EXERCISE DESCRIPTION
Carry on the piece on gold as money and its industrial uses, picking up after its last sentence.

BEGIN EXTRACT PROVIDED

These are the key concepts you need to understand to accurately answer the question.

Token Money
Token money is a fascinating concept that contrasts with commodity money. It refers to money that holds more than its intrinsic value due to the trust and acceptance of the users. Think of it as currency whose purchasing power exceeds the value of the material it's made from. For example, a gold coin as token money is valued not because of the gold itself but because people agree it has a certain worth in trade.

For gold to serve as token money, several factors come into play:
  • Trust in the system - People must believe that the coin is worth more than its gold content.
  • Legal support - The government may enact laws that require the coin to be accepted for payments.
  • System Guarantees - Assurance that the gold coin can be exchanged for goods and services without needing to melt it for industrial use.
Industrial Use of Gold
Gold is not just shiny metal; it has significant industrial applications. These uses include electronics, dentistry, and even aerospace components. These industries rely on gold for its exceptional properties like conductivity, malleability, and resistance to corrosion.

When gold coins were frequently melted down, it was often for these industrial purposes:
  • High Demand - The need for gold in technology and manufacturing can increase its industrial value.
  • Equal Valuation - The situation where gold's industrial worth matches or surpasses its monetary value.
As industries evolve, the demand for gold can change, impacting how and where it's used.
Monetary Circulation
The flow of money within an economy is what we refer to as monetary circulation. Gold coins would circulate as money in transactions between individuals and businesses. When gold coins remain in circulation, it indicates their acceptance as a medium of exchange.

Gold can be removed from circulation under certain conditions:
  • Higher alternative use values - If industrial demands outstrip currency use, coins are repurposed.
  • New systems - The rise of fiat or digital currencies can make traditional gold coins obsolete.
Understanding monetary circulation helps one grasp how economic choices affect which form of money is prevalent in society.
Relative Value
Relative value is the comparison of the worth that a commodity holds in different contexts. For gold, it is a comparison between its value as money and its use in industrial applications. This is crucial since it reflects individuals' choices to use gold in one area over another.

END EXTRACT PROVIDED
BEGIN RECORD LIST

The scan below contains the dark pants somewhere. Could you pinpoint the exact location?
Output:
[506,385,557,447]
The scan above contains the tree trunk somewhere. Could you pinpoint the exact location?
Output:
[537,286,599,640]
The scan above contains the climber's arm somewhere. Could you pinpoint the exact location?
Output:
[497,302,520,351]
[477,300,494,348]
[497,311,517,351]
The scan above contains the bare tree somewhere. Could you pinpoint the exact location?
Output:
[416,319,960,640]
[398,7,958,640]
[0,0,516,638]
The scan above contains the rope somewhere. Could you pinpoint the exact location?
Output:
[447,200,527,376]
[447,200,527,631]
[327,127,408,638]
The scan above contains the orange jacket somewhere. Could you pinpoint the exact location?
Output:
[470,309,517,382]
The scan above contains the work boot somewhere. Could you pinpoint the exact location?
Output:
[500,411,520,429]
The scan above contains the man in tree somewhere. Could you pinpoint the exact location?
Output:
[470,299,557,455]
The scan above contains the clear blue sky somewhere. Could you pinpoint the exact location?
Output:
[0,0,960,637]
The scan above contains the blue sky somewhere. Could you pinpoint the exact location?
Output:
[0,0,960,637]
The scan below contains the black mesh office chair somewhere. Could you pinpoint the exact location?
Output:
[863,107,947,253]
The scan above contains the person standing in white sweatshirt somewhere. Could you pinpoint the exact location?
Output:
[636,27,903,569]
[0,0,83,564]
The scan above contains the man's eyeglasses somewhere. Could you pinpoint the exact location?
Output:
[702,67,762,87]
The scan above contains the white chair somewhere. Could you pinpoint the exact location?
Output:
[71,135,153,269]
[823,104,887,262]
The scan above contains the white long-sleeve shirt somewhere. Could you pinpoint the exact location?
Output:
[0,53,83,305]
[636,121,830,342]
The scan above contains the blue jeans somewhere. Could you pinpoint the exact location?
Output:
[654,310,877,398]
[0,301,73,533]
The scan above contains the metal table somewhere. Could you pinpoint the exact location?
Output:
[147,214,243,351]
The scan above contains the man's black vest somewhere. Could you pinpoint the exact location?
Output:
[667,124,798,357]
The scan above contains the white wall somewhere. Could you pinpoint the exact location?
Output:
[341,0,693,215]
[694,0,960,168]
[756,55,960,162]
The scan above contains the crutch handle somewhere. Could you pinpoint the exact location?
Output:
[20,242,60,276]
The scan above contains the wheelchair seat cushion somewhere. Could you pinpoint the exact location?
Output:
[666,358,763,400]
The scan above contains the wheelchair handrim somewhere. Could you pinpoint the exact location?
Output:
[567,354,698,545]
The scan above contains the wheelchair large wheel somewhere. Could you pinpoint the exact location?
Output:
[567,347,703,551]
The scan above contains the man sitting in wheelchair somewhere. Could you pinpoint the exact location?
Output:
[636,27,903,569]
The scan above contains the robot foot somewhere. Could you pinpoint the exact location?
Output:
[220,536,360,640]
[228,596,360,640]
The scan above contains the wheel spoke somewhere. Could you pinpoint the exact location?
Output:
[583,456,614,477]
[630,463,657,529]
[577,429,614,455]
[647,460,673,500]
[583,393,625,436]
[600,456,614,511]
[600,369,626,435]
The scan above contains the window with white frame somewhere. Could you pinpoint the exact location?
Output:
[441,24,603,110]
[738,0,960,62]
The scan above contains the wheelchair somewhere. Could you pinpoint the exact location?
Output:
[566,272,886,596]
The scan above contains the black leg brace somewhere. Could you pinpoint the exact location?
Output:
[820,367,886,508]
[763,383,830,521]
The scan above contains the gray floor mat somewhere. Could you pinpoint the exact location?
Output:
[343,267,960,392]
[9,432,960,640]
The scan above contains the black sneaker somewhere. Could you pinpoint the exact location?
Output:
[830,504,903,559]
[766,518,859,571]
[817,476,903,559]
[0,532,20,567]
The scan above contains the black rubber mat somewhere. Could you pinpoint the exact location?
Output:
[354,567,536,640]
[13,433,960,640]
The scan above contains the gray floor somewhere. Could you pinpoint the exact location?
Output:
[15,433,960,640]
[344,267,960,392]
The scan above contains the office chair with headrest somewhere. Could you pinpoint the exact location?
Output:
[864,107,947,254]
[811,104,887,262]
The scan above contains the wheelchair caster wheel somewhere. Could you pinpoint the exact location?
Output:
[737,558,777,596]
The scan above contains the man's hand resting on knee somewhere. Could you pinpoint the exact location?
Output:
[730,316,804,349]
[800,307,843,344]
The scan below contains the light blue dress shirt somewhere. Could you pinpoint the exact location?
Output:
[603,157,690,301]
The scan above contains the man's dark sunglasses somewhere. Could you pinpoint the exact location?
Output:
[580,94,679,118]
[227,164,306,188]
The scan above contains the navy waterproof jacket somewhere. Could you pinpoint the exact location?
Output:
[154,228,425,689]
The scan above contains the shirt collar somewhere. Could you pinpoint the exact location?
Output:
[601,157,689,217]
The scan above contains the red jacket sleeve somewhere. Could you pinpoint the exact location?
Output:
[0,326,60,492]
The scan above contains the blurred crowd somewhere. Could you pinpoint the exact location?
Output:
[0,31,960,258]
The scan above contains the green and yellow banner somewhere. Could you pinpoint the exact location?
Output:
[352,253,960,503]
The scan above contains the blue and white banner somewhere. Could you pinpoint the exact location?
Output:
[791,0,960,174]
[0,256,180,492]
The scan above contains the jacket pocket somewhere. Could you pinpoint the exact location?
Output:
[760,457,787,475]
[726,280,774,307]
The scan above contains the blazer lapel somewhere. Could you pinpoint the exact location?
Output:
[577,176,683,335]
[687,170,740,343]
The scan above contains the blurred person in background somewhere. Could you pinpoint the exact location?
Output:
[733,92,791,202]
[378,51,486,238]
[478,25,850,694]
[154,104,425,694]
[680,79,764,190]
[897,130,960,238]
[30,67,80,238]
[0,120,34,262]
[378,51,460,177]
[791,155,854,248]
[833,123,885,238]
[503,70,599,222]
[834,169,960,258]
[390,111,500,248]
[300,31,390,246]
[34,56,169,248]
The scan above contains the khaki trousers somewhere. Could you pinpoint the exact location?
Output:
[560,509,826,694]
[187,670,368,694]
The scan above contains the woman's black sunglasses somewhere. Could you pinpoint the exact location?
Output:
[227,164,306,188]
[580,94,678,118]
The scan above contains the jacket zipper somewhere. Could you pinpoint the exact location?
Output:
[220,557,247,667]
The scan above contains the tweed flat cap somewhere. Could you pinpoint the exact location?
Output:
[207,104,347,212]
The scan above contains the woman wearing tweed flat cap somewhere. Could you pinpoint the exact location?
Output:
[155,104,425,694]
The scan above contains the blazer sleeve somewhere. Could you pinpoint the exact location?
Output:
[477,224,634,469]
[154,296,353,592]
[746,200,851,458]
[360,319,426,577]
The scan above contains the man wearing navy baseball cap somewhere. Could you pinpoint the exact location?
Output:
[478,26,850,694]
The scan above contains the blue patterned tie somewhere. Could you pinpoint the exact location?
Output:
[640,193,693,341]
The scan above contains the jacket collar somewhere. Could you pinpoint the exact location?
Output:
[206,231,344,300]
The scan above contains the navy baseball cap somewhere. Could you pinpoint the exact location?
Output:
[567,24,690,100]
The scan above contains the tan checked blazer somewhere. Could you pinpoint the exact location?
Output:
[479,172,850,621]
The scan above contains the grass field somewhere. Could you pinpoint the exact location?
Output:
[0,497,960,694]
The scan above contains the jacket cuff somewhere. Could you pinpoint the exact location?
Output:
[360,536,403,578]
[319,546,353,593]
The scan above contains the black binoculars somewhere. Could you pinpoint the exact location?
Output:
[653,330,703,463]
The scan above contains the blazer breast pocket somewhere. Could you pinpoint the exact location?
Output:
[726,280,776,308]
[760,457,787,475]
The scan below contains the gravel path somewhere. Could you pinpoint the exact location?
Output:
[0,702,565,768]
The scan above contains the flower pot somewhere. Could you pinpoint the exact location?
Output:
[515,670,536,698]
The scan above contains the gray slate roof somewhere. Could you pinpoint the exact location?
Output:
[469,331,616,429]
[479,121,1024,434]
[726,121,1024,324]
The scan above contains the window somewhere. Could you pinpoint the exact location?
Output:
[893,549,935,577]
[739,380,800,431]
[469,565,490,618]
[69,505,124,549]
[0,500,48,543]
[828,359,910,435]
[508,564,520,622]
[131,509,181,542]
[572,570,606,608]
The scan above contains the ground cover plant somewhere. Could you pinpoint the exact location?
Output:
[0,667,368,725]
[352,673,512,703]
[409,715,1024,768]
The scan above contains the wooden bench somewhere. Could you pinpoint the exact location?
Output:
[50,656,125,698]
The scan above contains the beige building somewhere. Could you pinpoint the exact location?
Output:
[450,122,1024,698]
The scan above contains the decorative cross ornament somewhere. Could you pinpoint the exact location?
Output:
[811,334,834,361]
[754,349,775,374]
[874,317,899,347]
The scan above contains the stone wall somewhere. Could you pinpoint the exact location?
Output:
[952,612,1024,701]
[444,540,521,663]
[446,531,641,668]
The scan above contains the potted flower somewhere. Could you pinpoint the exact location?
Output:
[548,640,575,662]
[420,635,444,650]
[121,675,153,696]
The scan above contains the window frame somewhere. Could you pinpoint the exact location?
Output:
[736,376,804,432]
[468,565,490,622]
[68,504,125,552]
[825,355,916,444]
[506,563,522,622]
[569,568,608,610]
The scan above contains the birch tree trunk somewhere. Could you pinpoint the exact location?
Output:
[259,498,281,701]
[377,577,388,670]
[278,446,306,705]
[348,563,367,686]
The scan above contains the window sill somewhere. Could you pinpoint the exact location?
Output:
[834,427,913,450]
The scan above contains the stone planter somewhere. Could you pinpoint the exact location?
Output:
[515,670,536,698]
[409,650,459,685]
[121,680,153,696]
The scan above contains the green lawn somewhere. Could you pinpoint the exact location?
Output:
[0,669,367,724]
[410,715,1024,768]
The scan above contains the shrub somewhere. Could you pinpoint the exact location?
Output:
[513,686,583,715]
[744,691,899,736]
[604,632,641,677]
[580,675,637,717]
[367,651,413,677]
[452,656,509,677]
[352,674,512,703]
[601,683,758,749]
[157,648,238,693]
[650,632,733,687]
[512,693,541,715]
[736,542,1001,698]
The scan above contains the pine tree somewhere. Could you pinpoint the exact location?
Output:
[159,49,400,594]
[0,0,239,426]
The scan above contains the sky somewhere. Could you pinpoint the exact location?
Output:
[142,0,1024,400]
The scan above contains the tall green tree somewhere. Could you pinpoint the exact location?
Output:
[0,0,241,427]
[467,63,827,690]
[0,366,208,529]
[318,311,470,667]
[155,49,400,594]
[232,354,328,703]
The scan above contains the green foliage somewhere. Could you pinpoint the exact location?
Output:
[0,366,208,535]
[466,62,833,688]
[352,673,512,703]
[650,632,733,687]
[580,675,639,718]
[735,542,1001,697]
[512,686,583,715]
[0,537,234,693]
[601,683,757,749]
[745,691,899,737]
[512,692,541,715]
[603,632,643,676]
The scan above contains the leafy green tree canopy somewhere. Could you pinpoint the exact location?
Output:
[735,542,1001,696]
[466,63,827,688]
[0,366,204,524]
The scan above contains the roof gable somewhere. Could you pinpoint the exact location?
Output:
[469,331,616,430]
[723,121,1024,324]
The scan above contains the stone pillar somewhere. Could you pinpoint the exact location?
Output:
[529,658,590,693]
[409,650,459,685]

END RECORD LIST

RESULT BELOW
Determining the relative value involves considering:
  • Opportunity Cost - The loss of potential gain from one option when another is chosen.
  • Value balance - Whether gold is equally useful in both monetary and industrial contexts.
This balance dictates whether gold remains in coins or is melted down for industrial use.
Opportunity Cost
Opportunity cost is a vital economic concept, describing the trade-off between various choices. When gold serves dual purposes—monetary and industrial—the opportunity cost is a key factor in deciding how it is used.

Imagine a scenario where gold's industrial use skyrockets. In this case:
  • The opportunity cost of using gold as money becomes high, pushing people to opt for uses that provide greater benefits.
  • When one use is prioritized, the benefits of the other are forgone. Hence, industries may choose to melt coins for their gold content.
It's about making decisions that maximize benefits in a given context.
Gold-Backed Currency
Gold-backed currency represents monetary systems where currency value is directly linked to a specific amount of gold. Unlike fiat money, which derives value by government decree, gold-backed currency gets value from actual gold reserves.

Consider the implications:
  • Stability - Currencies pegged to gold may offer more stability during economic uncertainty.
  • Convertibility - It assures holders they can exchange currency for gold, reinforcing trust.
However, changes in the industrial use of gold or developments in digital currency can impact the reliance on gold-backed systems. Understanding this concept is essential for grasping the complexities of monetary economies.